Can you reproduce every one of the rows below word for word, leaving the pictures out?
* begin DATA EXTRACT *
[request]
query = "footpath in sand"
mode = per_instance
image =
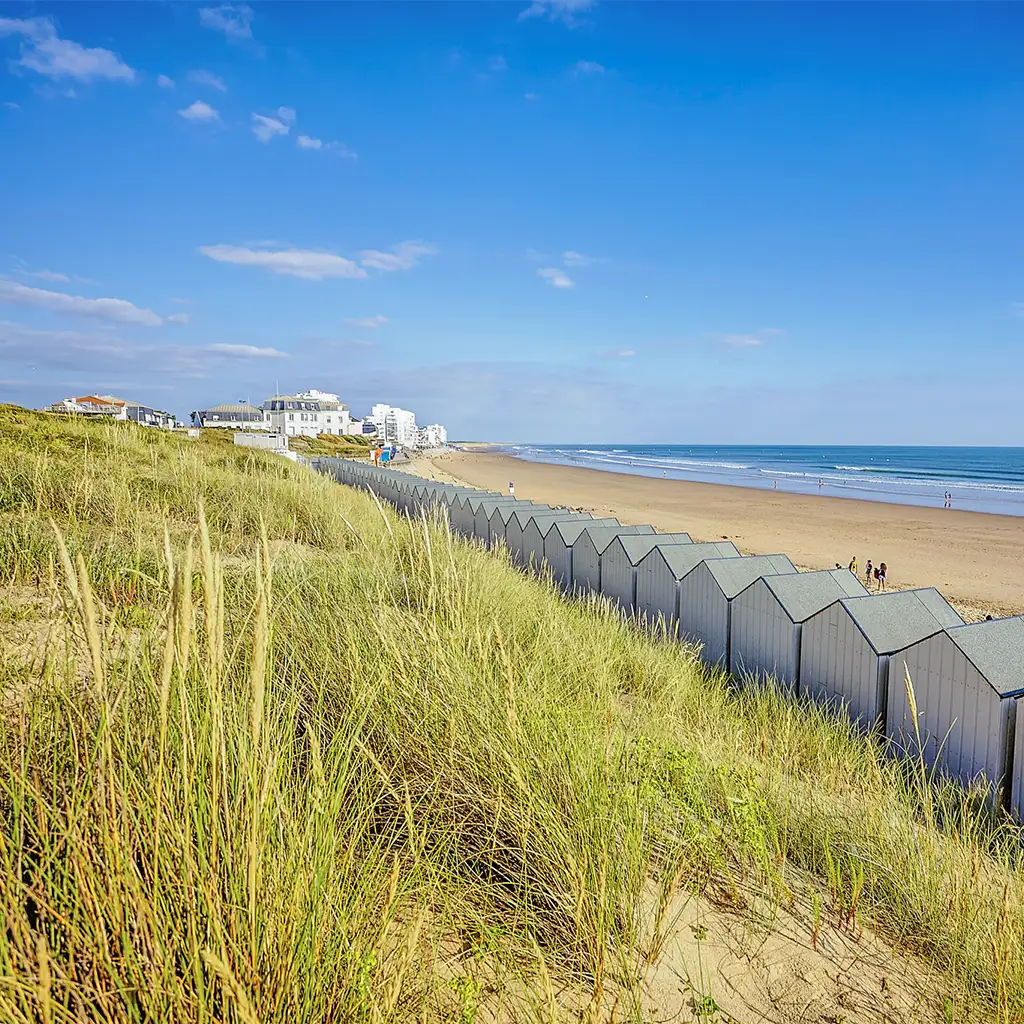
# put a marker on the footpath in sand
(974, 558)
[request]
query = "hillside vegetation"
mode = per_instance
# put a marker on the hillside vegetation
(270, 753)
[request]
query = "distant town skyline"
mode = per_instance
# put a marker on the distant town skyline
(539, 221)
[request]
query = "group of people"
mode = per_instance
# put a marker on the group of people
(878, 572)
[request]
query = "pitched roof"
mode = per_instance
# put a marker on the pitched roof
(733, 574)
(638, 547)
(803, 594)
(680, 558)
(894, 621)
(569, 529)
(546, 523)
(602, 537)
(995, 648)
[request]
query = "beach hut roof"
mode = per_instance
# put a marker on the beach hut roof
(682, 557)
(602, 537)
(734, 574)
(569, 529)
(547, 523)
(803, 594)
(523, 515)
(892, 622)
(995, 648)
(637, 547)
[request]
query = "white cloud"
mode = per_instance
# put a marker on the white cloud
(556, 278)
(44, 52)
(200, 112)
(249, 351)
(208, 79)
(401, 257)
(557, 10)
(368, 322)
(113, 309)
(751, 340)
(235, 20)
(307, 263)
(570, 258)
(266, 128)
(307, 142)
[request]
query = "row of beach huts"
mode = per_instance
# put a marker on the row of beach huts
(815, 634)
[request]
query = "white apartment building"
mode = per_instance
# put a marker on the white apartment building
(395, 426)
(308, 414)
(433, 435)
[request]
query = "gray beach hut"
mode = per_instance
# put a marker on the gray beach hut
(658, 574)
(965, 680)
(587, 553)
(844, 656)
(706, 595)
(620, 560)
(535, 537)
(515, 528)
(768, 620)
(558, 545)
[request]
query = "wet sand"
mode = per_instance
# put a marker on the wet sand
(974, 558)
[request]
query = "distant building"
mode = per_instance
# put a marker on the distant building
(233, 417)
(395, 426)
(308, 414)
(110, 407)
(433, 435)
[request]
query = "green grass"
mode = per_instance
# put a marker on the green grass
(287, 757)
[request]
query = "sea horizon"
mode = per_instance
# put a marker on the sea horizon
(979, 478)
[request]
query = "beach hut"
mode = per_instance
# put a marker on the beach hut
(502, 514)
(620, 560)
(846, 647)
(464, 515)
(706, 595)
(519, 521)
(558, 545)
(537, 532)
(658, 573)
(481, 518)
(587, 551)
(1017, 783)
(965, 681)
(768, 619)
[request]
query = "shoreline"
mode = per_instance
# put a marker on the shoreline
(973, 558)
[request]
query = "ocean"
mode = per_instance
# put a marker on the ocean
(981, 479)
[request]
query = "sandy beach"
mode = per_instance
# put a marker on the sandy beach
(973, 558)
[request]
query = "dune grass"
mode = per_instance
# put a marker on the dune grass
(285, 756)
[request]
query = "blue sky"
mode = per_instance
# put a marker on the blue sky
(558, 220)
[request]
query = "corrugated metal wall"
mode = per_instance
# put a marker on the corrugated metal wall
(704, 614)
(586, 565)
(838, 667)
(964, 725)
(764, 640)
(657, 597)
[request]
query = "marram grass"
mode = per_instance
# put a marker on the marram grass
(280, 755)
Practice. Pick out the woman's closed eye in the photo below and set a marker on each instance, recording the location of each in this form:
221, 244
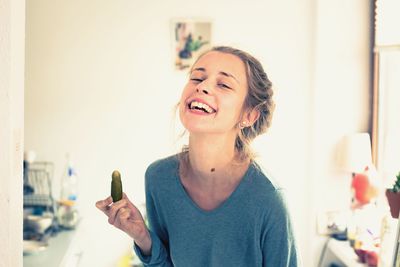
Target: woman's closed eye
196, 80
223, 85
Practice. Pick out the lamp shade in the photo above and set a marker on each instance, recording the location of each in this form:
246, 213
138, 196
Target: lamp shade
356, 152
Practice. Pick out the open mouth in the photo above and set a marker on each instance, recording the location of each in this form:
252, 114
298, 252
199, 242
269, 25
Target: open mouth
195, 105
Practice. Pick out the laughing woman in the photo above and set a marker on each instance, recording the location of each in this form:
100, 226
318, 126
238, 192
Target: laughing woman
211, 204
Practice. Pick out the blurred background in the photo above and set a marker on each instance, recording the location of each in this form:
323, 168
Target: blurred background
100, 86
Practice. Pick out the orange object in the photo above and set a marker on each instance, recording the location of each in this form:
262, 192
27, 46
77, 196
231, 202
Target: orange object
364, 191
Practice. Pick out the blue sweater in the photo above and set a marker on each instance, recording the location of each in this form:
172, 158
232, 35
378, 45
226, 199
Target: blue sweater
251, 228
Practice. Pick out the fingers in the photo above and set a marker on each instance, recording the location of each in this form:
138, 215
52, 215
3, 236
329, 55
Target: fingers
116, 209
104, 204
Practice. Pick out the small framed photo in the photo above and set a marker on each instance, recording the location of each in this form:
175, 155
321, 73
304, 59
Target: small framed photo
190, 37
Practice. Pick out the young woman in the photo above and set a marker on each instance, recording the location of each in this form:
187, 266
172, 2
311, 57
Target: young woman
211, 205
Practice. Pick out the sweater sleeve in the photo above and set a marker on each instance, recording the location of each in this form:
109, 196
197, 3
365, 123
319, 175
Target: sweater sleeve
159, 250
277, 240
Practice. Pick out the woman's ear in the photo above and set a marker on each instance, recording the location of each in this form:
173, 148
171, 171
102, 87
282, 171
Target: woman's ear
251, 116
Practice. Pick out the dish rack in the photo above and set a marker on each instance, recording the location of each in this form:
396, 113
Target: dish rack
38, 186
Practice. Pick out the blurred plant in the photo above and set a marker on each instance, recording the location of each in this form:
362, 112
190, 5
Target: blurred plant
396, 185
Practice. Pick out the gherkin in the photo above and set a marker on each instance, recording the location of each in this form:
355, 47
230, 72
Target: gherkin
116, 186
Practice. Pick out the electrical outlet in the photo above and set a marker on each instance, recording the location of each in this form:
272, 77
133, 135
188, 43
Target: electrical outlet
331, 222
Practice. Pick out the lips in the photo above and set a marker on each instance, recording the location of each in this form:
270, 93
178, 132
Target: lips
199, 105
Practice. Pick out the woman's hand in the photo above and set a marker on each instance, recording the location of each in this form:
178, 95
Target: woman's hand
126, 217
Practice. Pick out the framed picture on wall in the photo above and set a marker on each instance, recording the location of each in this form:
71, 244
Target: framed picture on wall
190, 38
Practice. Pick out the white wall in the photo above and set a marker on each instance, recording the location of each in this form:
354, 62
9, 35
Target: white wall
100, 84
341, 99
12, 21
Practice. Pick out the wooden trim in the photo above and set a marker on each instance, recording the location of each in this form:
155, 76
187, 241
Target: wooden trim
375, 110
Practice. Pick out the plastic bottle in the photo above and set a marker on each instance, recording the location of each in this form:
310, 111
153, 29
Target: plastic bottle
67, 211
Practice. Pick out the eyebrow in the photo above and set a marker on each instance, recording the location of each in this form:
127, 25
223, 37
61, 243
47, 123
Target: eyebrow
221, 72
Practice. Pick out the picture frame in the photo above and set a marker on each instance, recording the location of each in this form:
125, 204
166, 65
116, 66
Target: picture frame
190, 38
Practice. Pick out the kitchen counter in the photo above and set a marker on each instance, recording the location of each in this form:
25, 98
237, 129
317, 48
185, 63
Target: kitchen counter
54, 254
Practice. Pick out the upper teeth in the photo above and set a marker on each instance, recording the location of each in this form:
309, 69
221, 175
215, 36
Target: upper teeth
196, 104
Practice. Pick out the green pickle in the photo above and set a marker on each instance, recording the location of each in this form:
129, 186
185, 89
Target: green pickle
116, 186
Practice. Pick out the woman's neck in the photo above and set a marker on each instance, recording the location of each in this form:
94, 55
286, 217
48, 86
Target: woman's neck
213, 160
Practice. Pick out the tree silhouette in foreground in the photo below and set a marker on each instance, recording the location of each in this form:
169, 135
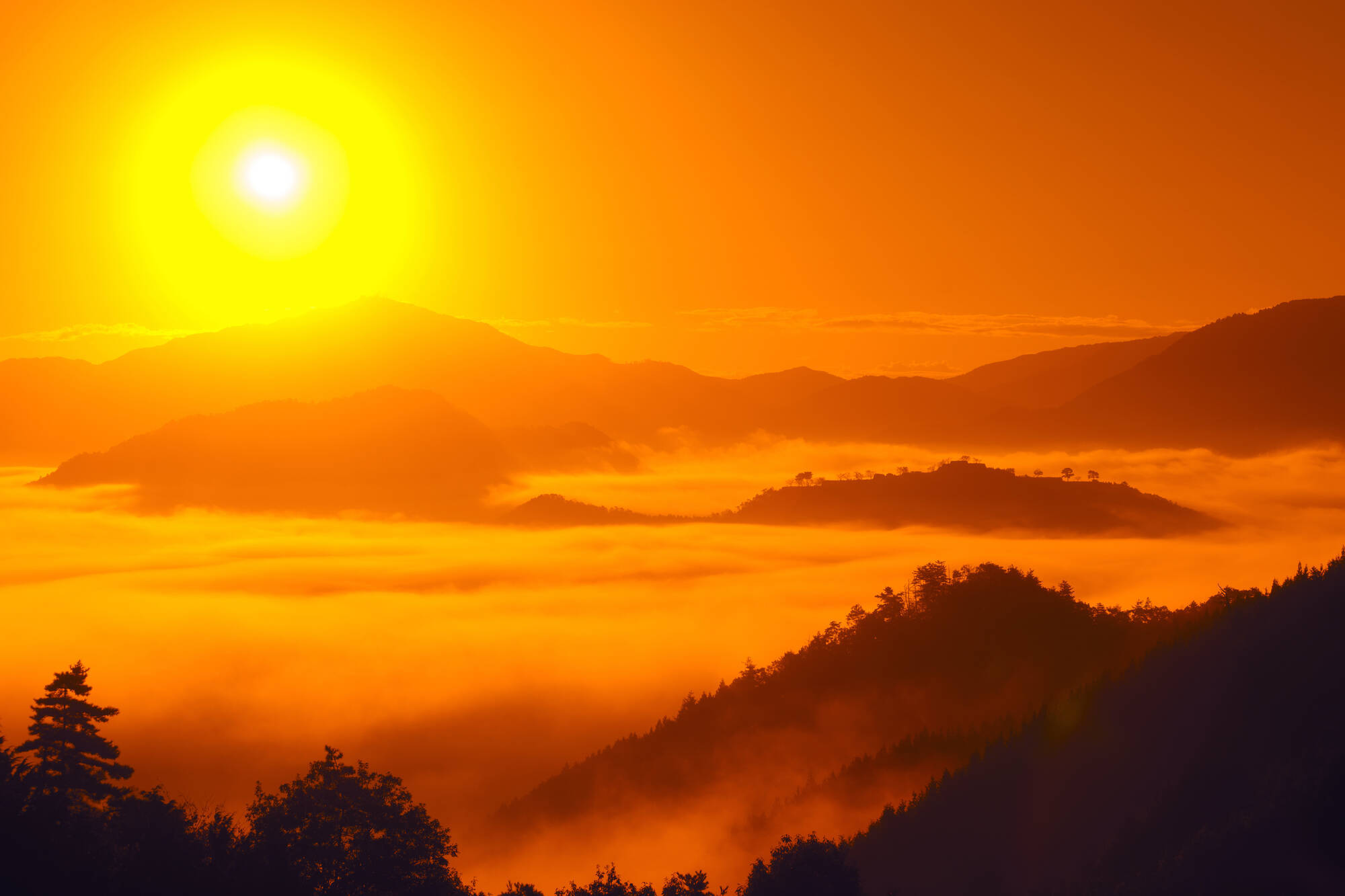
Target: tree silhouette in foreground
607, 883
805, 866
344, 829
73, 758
* end DATA EXTRACT *
» SOLVED EXERCISE
[request]
query = "footpath in sand"
mode = per_instance
image =
# put a marker on the footpath in sand
(974, 558)
[request]
query = "hillside vegetation"
mode = per_instance
# put a marker on the hillside vegetation
(270, 753)
[request]
query = "distant town skyline"
mode = per_instance
# put a marker on the distant town skyline
(539, 221)
[request]
query = "group of people"
mode = per_instance
# put a marker on the group of people
(878, 572)
[request]
query = "pitched roof"
mode = per_instance
# put a marker on the pitched roof
(733, 574)
(638, 547)
(803, 594)
(680, 558)
(894, 621)
(569, 529)
(546, 523)
(602, 537)
(995, 648)
[request]
query = "beach hut roof"
mode = per_instance
# put a marker on the beach hut roof
(682, 557)
(602, 537)
(734, 574)
(569, 529)
(547, 523)
(803, 594)
(523, 515)
(892, 622)
(995, 648)
(637, 547)
[request]
query = "white cloud"
mode = per_instance
# put a marker on the white cloud
(556, 278)
(44, 52)
(200, 112)
(249, 351)
(208, 79)
(401, 257)
(557, 10)
(368, 322)
(113, 309)
(751, 340)
(235, 20)
(307, 263)
(570, 258)
(266, 128)
(307, 142)
[request]
query = "row of beach huts"
mode = per_instance
# put a marker on the row of beach huts
(815, 634)
[request]
query = "white apartment building"
mode = per_instance
# put a marker on the white apartment building
(395, 426)
(308, 414)
(433, 435)
[request]
query = "gray beach hut"
mode = per_instance
# put a marker on the gray beach hut
(658, 574)
(965, 680)
(587, 553)
(844, 656)
(706, 595)
(620, 560)
(535, 537)
(515, 528)
(768, 620)
(558, 545)
[request]
query = "wet sand"
mode = per_instance
# put a marker on the wet sand
(974, 558)
[request]
query = "distant building"
mode = per_instance
# put a marker on the distant building
(233, 417)
(395, 426)
(308, 414)
(110, 407)
(433, 435)
[request]
query = "green grass"
mode = per_instance
# put a marker on the green grass
(287, 757)
[request]
query = "sea horizon"
mode = per_instance
# put a marker on the sea horizon
(979, 478)
[request]
query = "beach hut"
mode = per_instance
# put a marker on the beach hut
(502, 514)
(620, 560)
(846, 647)
(464, 515)
(706, 595)
(519, 521)
(558, 545)
(537, 532)
(658, 573)
(481, 518)
(587, 551)
(1017, 783)
(965, 681)
(768, 619)
[request]
query = "shoreline"
mode = per_instance
# put a marker on the shoreline
(973, 558)
[request]
query = "ocean"
mode = per_instance
# put a marker on the ocean
(981, 479)
[request]
query = "sandy beach"
mode = per_instance
# put a marker on the sandy beach
(973, 558)
[request]
query = "dune grass"
mode = per_instance
# put a marker on the dune grass
(285, 756)
[request]
query = "blue sky"
mode = per_instance
# put a marker on the blue sky
(558, 220)
[request]
query = "corrugated metal wall"
mode = per_instance
# put a marker on the corrugated metal wall
(704, 614)
(586, 565)
(838, 667)
(964, 725)
(764, 640)
(657, 597)
[request]
query = "marram grass"
mode = per_instance
# put a marker on the marram grass
(280, 755)
Practice. Pick out the woman's closed eye in the photo below and set a marker on each instance, recording the location of each in this form:
221, 244
Target: woman's closed eye
196, 80
223, 85
Practice. Pick out the lamp shade in the photo above and set a marker on each instance, recording the location of each in this form:
246, 213
138, 196
Target: lamp shade
356, 152
Practice. Pick out the open mouth in the photo above and set a marker on each instance, recording the location of each in this form:
252, 114
298, 252
199, 242
269, 25
Target: open mouth
195, 105
Practice. Pick out the laughing woman in the photo above and set a marker on each instance, recording the location of each in this form:
100, 226
318, 126
238, 192
Target: laughing woman
211, 204
Practice. Pick out the blurred background in the photo above and set a marker on each instance, recording the location of each in this form:
323, 168
Target: blurred background
100, 86
Practice. Pick out the orange object in the photo above and set a marker on each instance, recording the location of each in this form:
262, 192
27, 46
77, 196
231, 202
Target: orange object
364, 191
Practice. Pick out the blue sweater in the photo above and set a marker on each instance, recording the location of each in this form:
172, 158
232, 35
378, 45
226, 199
Target: blue sweater
251, 228
Practice. Pick out the fingers in the photo above and set a marker on each instance, recording the location of each in this form:
138, 215
52, 215
3, 236
329, 55
Target: fingers
116, 209
104, 204
Practice. Pick out the small framed photo in the photo above and set a marker on each instance, recording the location of each in this form:
175, 155
321, 73
304, 59
Target: small framed photo
190, 37
Practice. Pick out the young woman in the photo above and set a marker on each instance, recording the location of each in this form:
187, 266
172, 2
311, 57
Target: young woman
211, 205
Practice. Pick out the sweater sleeve in the photo above and set a marker on each instance, recording the location of each in this form:
109, 196
197, 3
365, 123
319, 175
Target: sweater sleeve
159, 250
277, 240
Practice. Pick out the woman's ear in the photo above and set a marker on each instance, recording the location of each in this form:
173, 148
171, 171
102, 87
282, 171
Target: woman's ear
251, 116
Practice. Pick out the dish rack in the photo above and set a marker on each instance, recording the location of each in this form:
396, 113
Target: dish rack
38, 186
Practice. Pick out the blurred plant in the photo above and set a marker on each instance, recording the location of each in this form:
362, 112
190, 5
Target: blurred plant
396, 185
Practice. Pick out the gherkin in the photo above and set a marker on each instance, recording the location of each in this form:
355, 47
230, 72
Target: gherkin
116, 186
Practice. Pick out the electrical outlet in the photo above and set a marker on each instance, recording the location of each in this form:
272, 77
133, 135
188, 43
Target: electrical outlet
331, 222
Practice. Pick out the lips in the photo above and set a marker on each instance, recording the location of each in this form:
270, 93
178, 132
Target: lips
199, 105
Practice. Pick out the woman's hand in the photo above and set a marker on each instance, recording the location of each in this form:
178, 95
Target: woman's hand
126, 217
Practice. Pick out the framed picture on wall in the photo above and set a marker on each instance, recording the location of each in this form:
71, 244
Target: framed picture on wall
190, 38
Practice. Pick out the white wall in the photo above and set a marker on each instance, recording the location of each in this form:
354, 62
9, 35
Target: white wall
100, 84
341, 99
12, 21
Practice. Pick out the wooden trim in the photo above and set a marker on each instance, recording the location of each in this form:
155, 76
187, 241
Target: wooden trim
375, 110
Practice. Pick out the plastic bottle in the photo above and set a marker on each instance, recording the location of each in this form:
310, 111
153, 29
Target: plastic bottle
67, 211
Practice. Pick out the eyebrow in the photo above and set a marker on each instance, recording the location of each in this form:
127, 25
223, 37
61, 243
47, 123
Target: eyebrow
221, 72
Practice. Pick out the picture frame in the photo above and set a marker on each instance, recording the location of each in this form:
125, 204
166, 65
116, 66
Target: picture frame
190, 38
Practice. Pick out the kitchen counter in the photo above and set a marker on each instance, recording the location of each in this form:
25, 98
237, 129
317, 48
185, 63
Target: kitchen counter
54, 254
Practice. Pick out the upper teeth in the photo above and set a marker on each instance, recording the location of each in this form:
309, 69
221, 175
215, 36
Target: upper teeth
196, 104
Practice. Pick out the green pickle in the photo above and set a marker on each instance, recording the location of each in this form:
129, 186
185, 89
Target: green pickle
116, 186
Practice. Pick out the woman's neck in the photo above and set a marker on each instance, recording the location of each in this form:
94, 55
286, 217
48, 86
Target: woman's neck
213, 160
Practice. Pick out the tree silhouette in foreground in the photo below and set a marker on each instance, recording the location of each in this form:
169, 135
Target: tree silhouette in foreground
607, 883
805, 866
344, 829
73, 758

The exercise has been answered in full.